***** Working data *****

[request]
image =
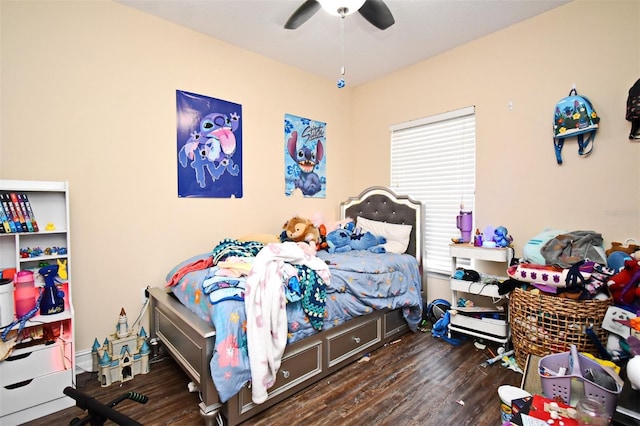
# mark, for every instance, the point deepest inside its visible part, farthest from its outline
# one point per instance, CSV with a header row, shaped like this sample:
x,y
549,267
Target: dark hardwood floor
x,y
420,380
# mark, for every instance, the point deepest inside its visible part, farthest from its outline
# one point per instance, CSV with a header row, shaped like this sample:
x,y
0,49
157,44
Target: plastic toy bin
x,y
560,372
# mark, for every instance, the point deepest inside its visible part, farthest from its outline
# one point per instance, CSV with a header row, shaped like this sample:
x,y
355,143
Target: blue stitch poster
x,y
305,157
209,146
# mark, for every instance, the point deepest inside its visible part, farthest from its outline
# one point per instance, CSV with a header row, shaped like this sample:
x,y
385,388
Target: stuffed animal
x,y
299,229
368,241
623,285
345,239
339,241
501,237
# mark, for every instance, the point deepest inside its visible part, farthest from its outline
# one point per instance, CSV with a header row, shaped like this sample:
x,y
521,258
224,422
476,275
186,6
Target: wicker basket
x,y
543,325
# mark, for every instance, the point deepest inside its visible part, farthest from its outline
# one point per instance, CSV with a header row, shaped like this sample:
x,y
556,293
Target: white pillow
x,y
397,235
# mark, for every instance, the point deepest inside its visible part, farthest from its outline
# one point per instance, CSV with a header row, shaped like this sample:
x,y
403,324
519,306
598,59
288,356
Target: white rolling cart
x,y
490,321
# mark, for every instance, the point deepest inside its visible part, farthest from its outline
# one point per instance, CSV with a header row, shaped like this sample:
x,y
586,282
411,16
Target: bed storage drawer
x,y
349,342
394,324
297,366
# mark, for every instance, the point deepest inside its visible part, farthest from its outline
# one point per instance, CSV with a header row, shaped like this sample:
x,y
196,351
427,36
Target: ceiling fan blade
x,y
377,13
302,14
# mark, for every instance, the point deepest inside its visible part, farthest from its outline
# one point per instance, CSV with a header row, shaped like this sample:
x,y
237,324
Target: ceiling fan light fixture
x,y
341,7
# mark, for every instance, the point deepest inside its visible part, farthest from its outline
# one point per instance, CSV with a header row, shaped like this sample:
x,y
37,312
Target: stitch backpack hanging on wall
x,y
574,116
633,111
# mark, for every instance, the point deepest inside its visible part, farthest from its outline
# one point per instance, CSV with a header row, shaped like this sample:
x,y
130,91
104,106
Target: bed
x,y
193,333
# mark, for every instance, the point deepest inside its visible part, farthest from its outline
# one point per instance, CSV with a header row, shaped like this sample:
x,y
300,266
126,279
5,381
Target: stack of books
x,y
16,214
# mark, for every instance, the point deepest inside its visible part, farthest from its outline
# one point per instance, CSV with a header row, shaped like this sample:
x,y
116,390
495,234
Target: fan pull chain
x,y
341,82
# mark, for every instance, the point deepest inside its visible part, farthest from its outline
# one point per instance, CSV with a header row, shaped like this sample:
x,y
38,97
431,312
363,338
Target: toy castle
x,y
122,355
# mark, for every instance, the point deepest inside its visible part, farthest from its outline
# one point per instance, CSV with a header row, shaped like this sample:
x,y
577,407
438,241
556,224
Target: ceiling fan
x,y
374,11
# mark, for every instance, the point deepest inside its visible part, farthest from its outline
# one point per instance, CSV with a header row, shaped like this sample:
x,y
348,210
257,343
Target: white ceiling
x,y
423,28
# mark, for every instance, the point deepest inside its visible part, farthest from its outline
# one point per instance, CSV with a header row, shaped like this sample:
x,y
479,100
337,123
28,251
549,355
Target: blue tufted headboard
x,y
382,204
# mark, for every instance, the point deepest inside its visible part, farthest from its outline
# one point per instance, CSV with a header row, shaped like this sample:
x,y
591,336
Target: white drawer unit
x,y
488,322
42,364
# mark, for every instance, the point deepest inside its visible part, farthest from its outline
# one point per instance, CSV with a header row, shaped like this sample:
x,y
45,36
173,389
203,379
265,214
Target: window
x,y
433,160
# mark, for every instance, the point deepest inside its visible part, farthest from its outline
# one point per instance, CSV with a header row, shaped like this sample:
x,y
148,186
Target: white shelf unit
x,y
481,326
33,377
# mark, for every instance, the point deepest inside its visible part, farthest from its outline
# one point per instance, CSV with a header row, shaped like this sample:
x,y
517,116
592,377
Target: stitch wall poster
x,y
209,146
305,157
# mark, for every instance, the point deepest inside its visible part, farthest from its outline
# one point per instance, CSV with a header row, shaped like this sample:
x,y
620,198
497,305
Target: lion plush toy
x,y
299,229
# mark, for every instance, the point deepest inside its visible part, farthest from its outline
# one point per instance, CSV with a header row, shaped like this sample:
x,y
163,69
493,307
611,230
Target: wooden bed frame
x,y
190,340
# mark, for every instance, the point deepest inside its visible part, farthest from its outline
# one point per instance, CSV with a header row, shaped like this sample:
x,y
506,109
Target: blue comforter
x,y
361,282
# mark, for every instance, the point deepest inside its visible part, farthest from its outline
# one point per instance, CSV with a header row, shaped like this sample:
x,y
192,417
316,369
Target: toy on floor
x,y
99,413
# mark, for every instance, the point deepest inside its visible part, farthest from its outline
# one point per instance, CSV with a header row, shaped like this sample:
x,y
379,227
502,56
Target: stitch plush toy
x,y
623,285
345,239
501,237
299,229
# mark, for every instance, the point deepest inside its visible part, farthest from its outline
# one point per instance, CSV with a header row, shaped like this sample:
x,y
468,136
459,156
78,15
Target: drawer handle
x,y
17,357
18,385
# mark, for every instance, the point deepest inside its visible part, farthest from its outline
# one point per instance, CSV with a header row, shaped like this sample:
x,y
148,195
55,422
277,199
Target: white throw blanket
x,y
266,312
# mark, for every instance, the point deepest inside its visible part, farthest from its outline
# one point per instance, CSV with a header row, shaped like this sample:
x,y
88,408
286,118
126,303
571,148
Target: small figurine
x,y
501,237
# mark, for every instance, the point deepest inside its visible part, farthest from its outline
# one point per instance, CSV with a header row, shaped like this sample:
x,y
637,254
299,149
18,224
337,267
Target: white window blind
x,y
433,160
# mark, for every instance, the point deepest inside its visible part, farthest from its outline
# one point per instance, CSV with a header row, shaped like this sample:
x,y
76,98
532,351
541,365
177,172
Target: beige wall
x,y
88,96
592,44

*****

→ Task to carry out
With the pictures omitted, print each line of the data above precisely as given.

→ Reply
[request]
image =
# mark, for every instance, the point deepest inside its visible part, farthest from its outline
# one point per instance, CSV with a header row, shaped like this sample:
x,y
549,267
Target: dark hardwood floor
x,y
420,380
# mark, for every instance, the point deepest inside its visible part, farthest from its outline
# one point per instance, CSV with a header row, shaped like this sample:
x,y
0,49
157,44
Target: plastic toy bin
x,y
560,372
# mark, for every instance, the point deepest inside its visible part, farthest from its outline
# one point per instance, CSV with a header row, shaped like this sample:
x,y
355,143
Target: blue stitch poster
x,y
305,157
209,146
# mark, for every instance, the point deepest inside its visible part, farthest from its outline
# one point per instance, CSV with a header row, shaped like this sample:
x,y
385,388
Target: stuffed animal
x,y
299,229
368,241
623,285
345,239
339,241
501,237
# mark, for every instance, the point deepest inside its visible part, farthest from its outline
# one point per instance, CSV with a header row, shaped like this sample:
x,y
521,258
224,422
476,275
186,6
Target: wicker basket
x,y
543,325
# mark, for every instance, the point deepest inside its visible part, farthest from its outline
# one point per instance, CSV with a header row, shaped like this sample:
x,y
556,293
Target: white pillow
x,y
397,235
# mark, for every instance, the point deepest inside its visible part, farthest from its outline
# one point per instance, CSV with a header row, shaped like this sample:
x,y
403,324
519,306
598,59
288,356
Target: white rolling cart
x,y
490,321
# mark, for every instance, the point deepest inside its visible part, farthest from its outline
# one point per instance, CSV with a header row, shaped like this sample:
x,y
586,282
411,16
Target: bed storage drawer
x,y
349,342
394,324
297,366
# mark, for every instance, the point deepest inside its visible part, farthest from its outline
# one point per instance, CSV with a header row, shaped like this sample:
x,y
196,351
427,36
Target: ceiling fan blade
x,y
377,13
302,14
# mark, for every instance, the point deepest inside its visible part, farthest from its outline
# one point per instance, CSV with a header row, shaped like this sample:
x,y
237,324
Target: ceiling fan light fixture
x,y
341,7
# mark, for every instance, the point deepest inside its visible part, farthest from its outline
# one point per instance, CSV with a header row, shaped like this sample:
x,y
37,312
Target: stitch backpack hanging on wall
x,y
574,116
633,111
# mark, for every instance, the point deepest inside its visible part, farthest from its outline
# one point per instance, CSV with a header row, shaped like this sample:
x,y
130,91
104,106
Target: bed
x,y
193,333
# mark, for every instance, the point deepest inside its visible part, farthest from its outline
# one point per instance, CSV with a header row, shaped like this sample:
x,y
300,266
126,279
5,381
Target: stack of books
x,y
16,214
# mark, for every instance, the point deepest inside its visible part, farthest from its outline
# one point per instance, CSV with a header row, shaped like this sample:
x,y
116,390
495,234
Target: fan pull chain
x,y
341,82
# mark, for every instance, the point deepest inside its visible part, farthest from its outline
# one point per instance, CSV with a header row, shaped like this sample:
x,y
38,97
431,312
363,338
Target: toy castle
x,y
122,355
# mark, for every instance, the point deepest inside its visible part, farthest from its outline
# one point per instance, CSV with a header row, shaped like this sample:
x,y
577,407
438,241
556,224
Target: ceiling fan
x,y
374,11
# mark, for every instance, the point deepest inside its visible part, farthest from its outline
# one point per instance, CSV with a header row, shaped like this sample:
x,y
348,210
257,343
Target: white ceiling
x,y
423,28
# mark, for every instance, the point deepest inside its visible part, farthest from its outline
# one point per instance, CSV with a header row, shaped like this sample:
x,y
479,100
337,123
28,251
549,355
Target: blue tufted headboard
x,y
382,204
# mark, for every instance, the point deepest inside its visible part, farthest from its outline
# one point per instance, CSV with a header row, shaped like this sample:
x,y
591,336
Target: white drawer unit
x,y
488,322
42,364
# mark, for every instance, the point deepest inside its visible part, farthest from its outline
# one point per instance, CSV with a header row, shaped like this sample:
x,y
45,36
173,389
203,379
265,214
Target: window
x,y
433,160
# mark, for every instance, the point deepest inside its visible part, farthest from its outline
# one point per instance, CSV with a header row, shaped like this sample:
x,y
148,186
Target: white shelf unit
x,y
481,326
33,377
# mark, for every instance, the point deepest inside its visible part, farthest from its outline
# one point per instance, CSV with a header row, shaped like this sample:
x,y
517,116
592,377
Target: stitch wall poster
x,y
209,146
305,157
# mark, for every instance, the point deepest inside its visible part, farthest from its outline
# one point per instance, CSV with a header row, shaped like this sample:
x,y
620,198
497,305
Target: lion plush toy
x,y
299,229
# mark, for every instance, the point deepest inside its visible part, farthest from its outline
# one point per instance, CSV with a header row, shaped like this sample:
x,y
163,69
493,307
611,230
Target: wooden bed frame
x,y
190,340
# mark, for every instance, the point deepest inside its visible part, farthest from its outline
# one point per instance, CSV with a header row, shaped like this sample:
x,y
506,109
Target: blue comforter
x,y
361,282
# mark, for every instance, the point deepest inside its visible part, farthest from its outline
# one point per instance, CSV with a header row, shaped like this sample:
x,y
192,417
316,369
Target: toy on floor
x,y
99,413
# mark, for every instance, the point deepest inside its visible part, farthest from its outline
# one point per instance, CSV with a header row, shaped like this sample:
x,y
379,227
502,56
Target: stitch plush toy
x,y
623,285
345,239
501,237
299,229
# mark, for every instance, the point deepest inside its visible part, farthest from its outline
# one point per instance, CSV with a header row, shaped like this sample:
x,y
468,136
459,156
78,15
Target: drawer handle
x,y
17,357
18,385
# mark, for every instance, the point deepest inside its visible part, farthest from its outline
# one point per instance, CSV with a header row, shaped like this sample:
x,y
148,195
55,422
277,199
Target: white throw blanket
x,y
266,312
# mark, for every instance, the point deepest inside its visible part, farthest from its outline
# one point per instance, CSV with a header row, shaped like this sample:
x,y
88,408
286,118
126,303
571,148
Target: small figurine
x,y
501,237
# mark, for every instance, the point deepest inside its visible part, farthest from its outline
# one point per instance, CSV with a header row, shaped like this sample:
x,y
637,254
299,149
18,224
337,267
Target: white window blind
x,y
433,160
# mark, for every instance, the point deepest inside its visible part, farthest from its outline
# one point per instance, CSV with a header row, shaped like this sample:
x,y
76,98
532,351
541,365
177,172
Target: beige wall
x,y
88,96
592,44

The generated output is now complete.